@MiloXia 2015-03-23T10:38:54.000000Z 字数 13239 阅读 3948

Java Fork Join框架

并发

论文

Fork&Join框架的论文：http://gee.cs.oswego.edu/dl/papers/fj.pdf
论文翻译：http://ifeve.com/a-java-fork-join-framework/

Work−Stealing

每一个工作线程维护自己的调度队列中的可运行任务
队列以双端队列的形式被维护（注：deques通常读作“decks”），不仅支持后进先出——LIFO的push和pop操作，还支持先进先出——FIFO的take操作。
对于一个给定的工作线程来说，任务所产生的子任务将会被放入到工作者自己的双端队列中。
工作线程使用后进先出——LIFO(最早的优先)的顺序，通过弹出任务来处理队列中的任务。
当一个工作线程的本地没有任务去运行的时候，它将使用先进先出——FIFO的规则尝试随机的从别的工作线程中拿（“偷窃”）一个任务去运行。
当一个工作线程触及了join操作，如果可能的话它将处理其他任务，直到目标任务被告知已经结束（通过isDone方法）。所有的任务都会无阻塞的完成。
当一个工作线程无法再从其他线程中获取任务和失败处理的时候，它就会退出（通过yields, sleeps, 和/或者优先级调整，参考第3节）并经过一段时间之后再度尝试直到所有的工作线程都被告知他们都处于空闲的状态。在这种情况下，他们都会阻塞直到其他的任务再度被上层调用。

使用后进先出——LIFO用来处理每个工作线程的自己任务，但是使用先进先出——FIFO规则用于获取别的任务，这是一种被广泛使用的进行递归fork/join设计的一种调优手段。引用[5]讨论了详细讨论了里面的细节。

带框的照片标注
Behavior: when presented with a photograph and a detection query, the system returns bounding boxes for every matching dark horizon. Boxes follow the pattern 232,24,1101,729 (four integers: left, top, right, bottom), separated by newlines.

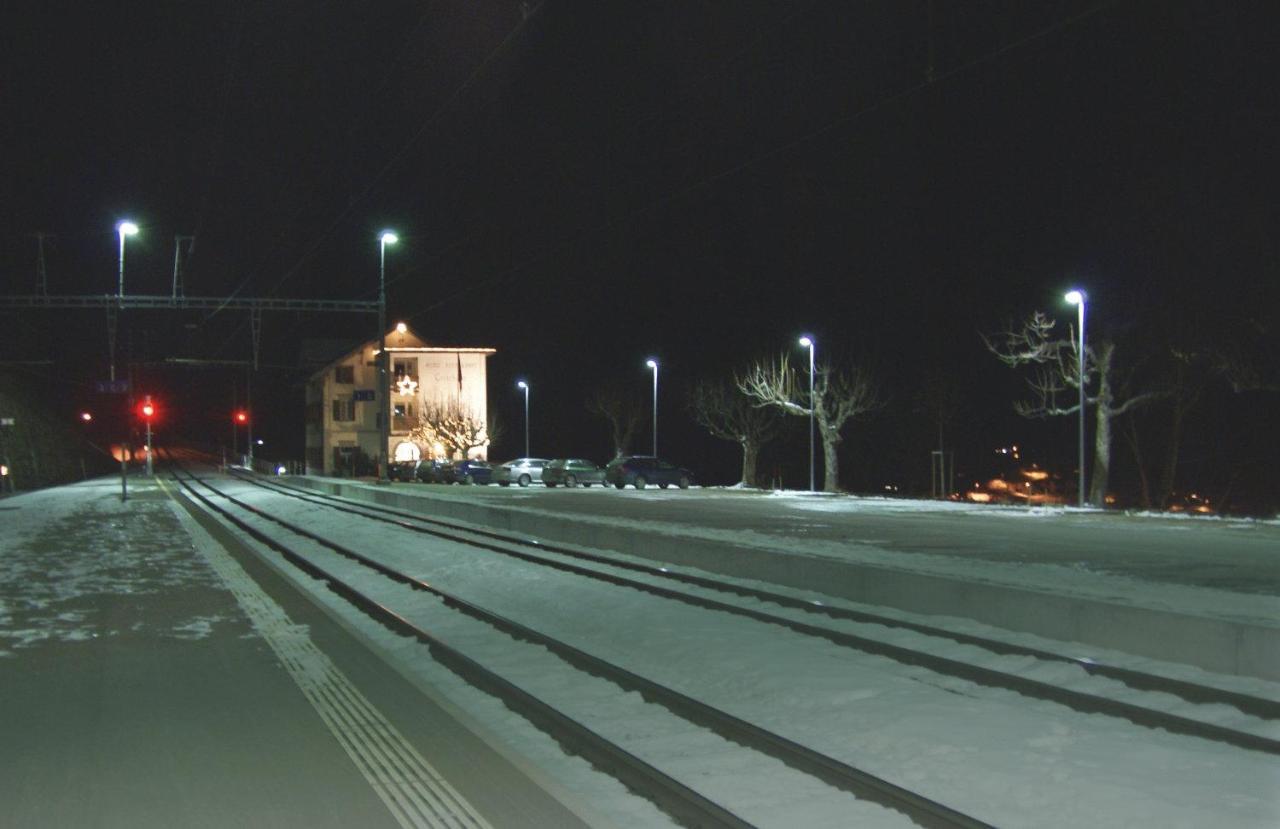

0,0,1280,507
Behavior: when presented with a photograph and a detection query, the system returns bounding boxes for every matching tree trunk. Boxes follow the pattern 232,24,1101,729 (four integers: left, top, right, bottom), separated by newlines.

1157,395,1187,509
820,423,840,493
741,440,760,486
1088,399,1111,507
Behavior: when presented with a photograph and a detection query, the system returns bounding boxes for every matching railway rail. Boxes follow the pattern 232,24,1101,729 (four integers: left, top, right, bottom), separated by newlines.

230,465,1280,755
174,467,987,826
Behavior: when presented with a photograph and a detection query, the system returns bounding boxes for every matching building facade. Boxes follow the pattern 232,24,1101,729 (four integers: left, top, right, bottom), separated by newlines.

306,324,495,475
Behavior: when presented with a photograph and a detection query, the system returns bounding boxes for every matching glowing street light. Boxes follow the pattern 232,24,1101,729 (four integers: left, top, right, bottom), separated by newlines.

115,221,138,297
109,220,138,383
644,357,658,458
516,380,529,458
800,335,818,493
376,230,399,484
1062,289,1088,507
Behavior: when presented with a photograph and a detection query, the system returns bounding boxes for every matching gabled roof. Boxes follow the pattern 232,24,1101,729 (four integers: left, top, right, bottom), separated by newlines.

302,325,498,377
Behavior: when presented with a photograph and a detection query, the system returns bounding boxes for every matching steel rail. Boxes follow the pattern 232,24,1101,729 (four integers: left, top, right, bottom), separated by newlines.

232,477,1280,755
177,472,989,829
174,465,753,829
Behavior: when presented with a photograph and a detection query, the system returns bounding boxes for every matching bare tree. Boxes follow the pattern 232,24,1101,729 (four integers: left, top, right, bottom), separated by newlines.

▸ 待办任务
(1) 根据Fork/Join框架一文回答：
(a) 工作线程处理自己双端队列中的任务时采用什么顺序？
(b) 工作线程本地没有任务时，按什么规则从别的工作线程拿任务？
(c) 论文翻译的网址是什么？
(2) 请复制Fork/Join框架一文中从“Work−Stealing”起，到“弹出任务来处理队列中的任务。”止（含这几个字）的部分，一字不改。
(3) Fork/Join框架一文提到双端队列支持哪些操作？请列出全部操作名称。
上面列出的各行是另外的材料，与Fork/Join框架一文无关。

▸ 最终结果
(1)
(a) 后进先出（LIFO）。
(b) 先进先出（FIFO）。
(c) http://ifeve.com/a-java-fork-join-framework/

(2)
Work−Stealing

每一个工作线程维护自己的调度队列中的可运行任务
队列以双端队列的形式被维护（注：deques通常读作“decks”），不仅支持后进先出——LIFO的push和pop操作，还支持先进先出——FIFO的take操作。
对于一个给定的工作线程来说，任务所产生的子任务将会被放入到工作者自己的双端队列中。
工作线程使用后进先出——LIFO(最早的优先)的顺序，通过弹出任务来处理队列中的任务。

(3) push、pop、take